─── Data to process ───

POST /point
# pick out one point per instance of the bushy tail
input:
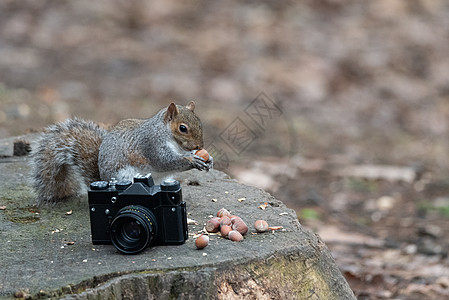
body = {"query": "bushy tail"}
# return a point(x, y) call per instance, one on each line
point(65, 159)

───
─── Data to process ───

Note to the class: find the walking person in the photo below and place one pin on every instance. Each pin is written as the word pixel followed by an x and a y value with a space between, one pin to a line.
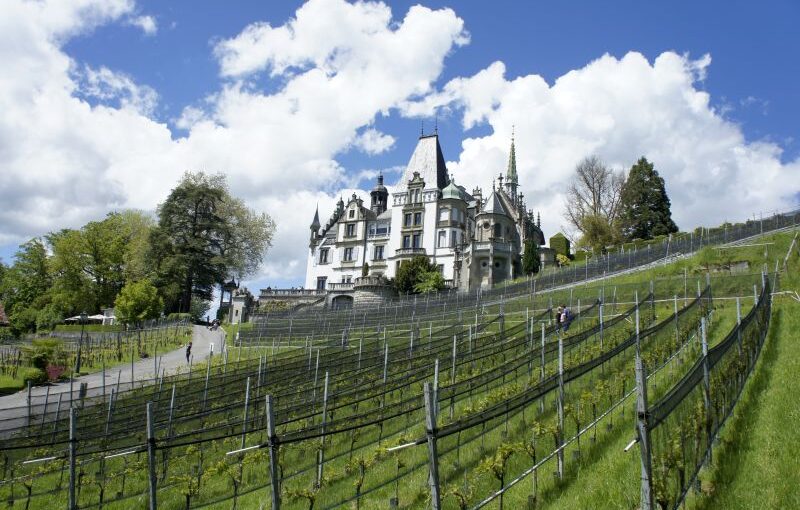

───

**Requirement:**
If a line in the data above holds the string "bushy", report that line.

**Answer for the task:**
# pick out one point per instance of the bushy tail
body = {"query": "bushy tail"}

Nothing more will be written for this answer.